Dataset excerpt —
# # #
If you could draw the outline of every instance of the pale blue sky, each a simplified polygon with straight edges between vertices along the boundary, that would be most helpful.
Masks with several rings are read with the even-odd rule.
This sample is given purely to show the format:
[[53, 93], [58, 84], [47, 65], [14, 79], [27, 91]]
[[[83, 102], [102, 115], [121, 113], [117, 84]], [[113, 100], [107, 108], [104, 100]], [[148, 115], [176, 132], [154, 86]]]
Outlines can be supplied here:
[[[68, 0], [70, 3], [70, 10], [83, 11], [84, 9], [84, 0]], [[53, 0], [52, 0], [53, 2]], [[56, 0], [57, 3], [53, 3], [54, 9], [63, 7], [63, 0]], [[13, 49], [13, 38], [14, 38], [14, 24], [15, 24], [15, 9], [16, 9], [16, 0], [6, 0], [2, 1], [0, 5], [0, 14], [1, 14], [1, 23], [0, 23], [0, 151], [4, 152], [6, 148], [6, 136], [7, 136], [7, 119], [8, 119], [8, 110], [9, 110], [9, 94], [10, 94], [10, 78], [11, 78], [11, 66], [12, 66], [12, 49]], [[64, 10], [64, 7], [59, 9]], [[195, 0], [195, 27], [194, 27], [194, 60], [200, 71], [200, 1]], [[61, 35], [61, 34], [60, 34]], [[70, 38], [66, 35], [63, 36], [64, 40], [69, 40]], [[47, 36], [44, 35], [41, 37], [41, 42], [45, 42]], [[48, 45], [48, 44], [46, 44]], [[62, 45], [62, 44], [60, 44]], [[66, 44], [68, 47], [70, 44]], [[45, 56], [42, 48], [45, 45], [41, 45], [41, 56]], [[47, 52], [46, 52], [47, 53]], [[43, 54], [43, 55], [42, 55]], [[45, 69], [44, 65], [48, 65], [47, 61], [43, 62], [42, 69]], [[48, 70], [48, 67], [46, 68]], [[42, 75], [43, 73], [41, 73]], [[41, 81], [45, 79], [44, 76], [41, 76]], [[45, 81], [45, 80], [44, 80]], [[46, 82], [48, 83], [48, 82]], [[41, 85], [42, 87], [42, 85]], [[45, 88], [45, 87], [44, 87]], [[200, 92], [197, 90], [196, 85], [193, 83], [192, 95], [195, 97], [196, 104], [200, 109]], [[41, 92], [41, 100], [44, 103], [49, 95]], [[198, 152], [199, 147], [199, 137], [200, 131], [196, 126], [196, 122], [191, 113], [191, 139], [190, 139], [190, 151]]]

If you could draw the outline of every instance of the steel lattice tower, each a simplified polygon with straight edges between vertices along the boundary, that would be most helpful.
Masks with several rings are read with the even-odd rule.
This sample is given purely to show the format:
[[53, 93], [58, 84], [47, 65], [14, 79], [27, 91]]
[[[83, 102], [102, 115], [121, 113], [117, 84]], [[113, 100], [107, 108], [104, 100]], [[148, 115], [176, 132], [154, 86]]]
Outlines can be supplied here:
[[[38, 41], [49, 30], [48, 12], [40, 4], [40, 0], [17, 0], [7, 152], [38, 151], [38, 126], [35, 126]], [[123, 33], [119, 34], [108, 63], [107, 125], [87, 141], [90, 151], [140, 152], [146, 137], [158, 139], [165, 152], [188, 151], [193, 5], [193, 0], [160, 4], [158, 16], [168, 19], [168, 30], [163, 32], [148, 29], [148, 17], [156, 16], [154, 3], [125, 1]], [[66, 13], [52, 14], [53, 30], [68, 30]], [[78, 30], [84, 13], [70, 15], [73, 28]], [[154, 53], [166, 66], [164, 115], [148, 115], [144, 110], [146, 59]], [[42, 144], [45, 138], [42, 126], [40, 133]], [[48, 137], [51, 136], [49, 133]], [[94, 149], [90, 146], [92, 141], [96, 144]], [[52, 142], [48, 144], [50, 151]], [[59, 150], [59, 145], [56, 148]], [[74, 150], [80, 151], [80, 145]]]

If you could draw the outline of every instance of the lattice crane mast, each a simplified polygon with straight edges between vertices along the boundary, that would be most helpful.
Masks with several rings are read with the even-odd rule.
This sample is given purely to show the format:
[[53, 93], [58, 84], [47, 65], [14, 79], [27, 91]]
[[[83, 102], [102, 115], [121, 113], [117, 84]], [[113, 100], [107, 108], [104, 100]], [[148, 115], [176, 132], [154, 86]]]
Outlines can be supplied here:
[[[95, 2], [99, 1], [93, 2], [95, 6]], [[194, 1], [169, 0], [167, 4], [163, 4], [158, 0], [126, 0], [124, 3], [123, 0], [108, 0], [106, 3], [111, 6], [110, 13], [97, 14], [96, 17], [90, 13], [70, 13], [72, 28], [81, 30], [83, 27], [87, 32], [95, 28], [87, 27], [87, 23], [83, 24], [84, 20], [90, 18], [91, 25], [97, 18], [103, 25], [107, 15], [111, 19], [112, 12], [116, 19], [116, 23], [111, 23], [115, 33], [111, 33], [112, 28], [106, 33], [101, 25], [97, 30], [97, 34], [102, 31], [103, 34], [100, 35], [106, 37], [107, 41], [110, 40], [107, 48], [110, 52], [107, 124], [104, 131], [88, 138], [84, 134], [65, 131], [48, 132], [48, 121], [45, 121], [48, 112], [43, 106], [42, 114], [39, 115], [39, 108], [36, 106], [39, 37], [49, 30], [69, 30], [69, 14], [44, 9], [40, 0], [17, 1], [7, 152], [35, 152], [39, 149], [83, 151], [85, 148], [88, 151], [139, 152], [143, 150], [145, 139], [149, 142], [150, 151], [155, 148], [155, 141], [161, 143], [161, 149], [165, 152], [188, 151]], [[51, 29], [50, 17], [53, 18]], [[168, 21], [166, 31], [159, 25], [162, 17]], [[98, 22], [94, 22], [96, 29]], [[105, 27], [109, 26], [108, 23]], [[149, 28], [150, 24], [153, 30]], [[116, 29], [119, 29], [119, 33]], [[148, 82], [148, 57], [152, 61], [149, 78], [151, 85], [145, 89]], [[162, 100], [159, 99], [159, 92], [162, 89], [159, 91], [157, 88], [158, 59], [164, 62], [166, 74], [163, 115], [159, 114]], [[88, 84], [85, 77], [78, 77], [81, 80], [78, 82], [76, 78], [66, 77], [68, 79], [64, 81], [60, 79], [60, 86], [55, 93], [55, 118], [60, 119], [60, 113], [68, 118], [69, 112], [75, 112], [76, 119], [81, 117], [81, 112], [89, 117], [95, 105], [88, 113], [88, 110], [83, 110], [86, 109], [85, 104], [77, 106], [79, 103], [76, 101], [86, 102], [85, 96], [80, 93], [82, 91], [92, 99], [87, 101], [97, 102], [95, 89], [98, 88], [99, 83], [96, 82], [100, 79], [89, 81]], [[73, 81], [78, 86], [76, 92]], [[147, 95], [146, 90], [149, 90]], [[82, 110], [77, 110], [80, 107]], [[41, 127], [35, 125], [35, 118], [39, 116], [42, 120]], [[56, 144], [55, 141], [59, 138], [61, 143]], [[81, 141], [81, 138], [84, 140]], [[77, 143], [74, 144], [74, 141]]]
# # #
Short task — Copy out the lines starting with the one containing "of the steel" and going on through the one containing "151], [80, 145]]]", requests included, shifting every coordinate in the answers by -69.

Exercise response —
If you could draw the outline of every instance of the steel lattice tower, each a simplified polygon with straight edges between vertices along the boundary, that would be most helpful.
Masks with several rings are read with the even-odd rule.
This sample is given purely to show the format:
[[53, 93], [58, 84], [47, 65], [14, 79], [27, 91]]
[[[83, 102], [102, 115], [121, 113], [117, 84]], [[113, 100], [107, 108], [104, 100]], [[148, 115], [176, 132], [154, 86]]]
Outlines can be supplied here:
[[[-31, -28], [-20, -39], [-21, -57], [-29, -65], [-29, -69], [-52, -69], [-62, 83], [-31, 82], [-31, 57], [-34, 57]], [[54, -36], [50, -35], [39, -6], [38, 56], [18, 72], [21, 82], [71, 83], [77, 68], [89, 70], [96, 83], [119, 82], [124, -64], [124, -69], [91, -65], [89, -53], [99, -50], [99, -39], [94, -37], [79, -40], [79, -52], [87, -53], [85, -66], [56, -68]], [[-3, -56], [-17, -55], [-16, -39], [-1, -39]], [[9, -39], [15, -56], [1, -54], [4, -41]], [[85, -16], [97, -3], [95, 46], [79, 46], [75, 41], [77, -10]], [[-27, 75], [-24, 69], [-27, 57], [-29, 64]], [[-21, 68], [-18, 67], [-20, 64]], [[25, 80], [21, 77], [23, 72], [27, 75]], [[-17, 73], [-21, 75], [-19, 82]], [[-10, 81], [-10, 76], [-13, 79]], [[5, 81], [11, 82], [11, 76]]]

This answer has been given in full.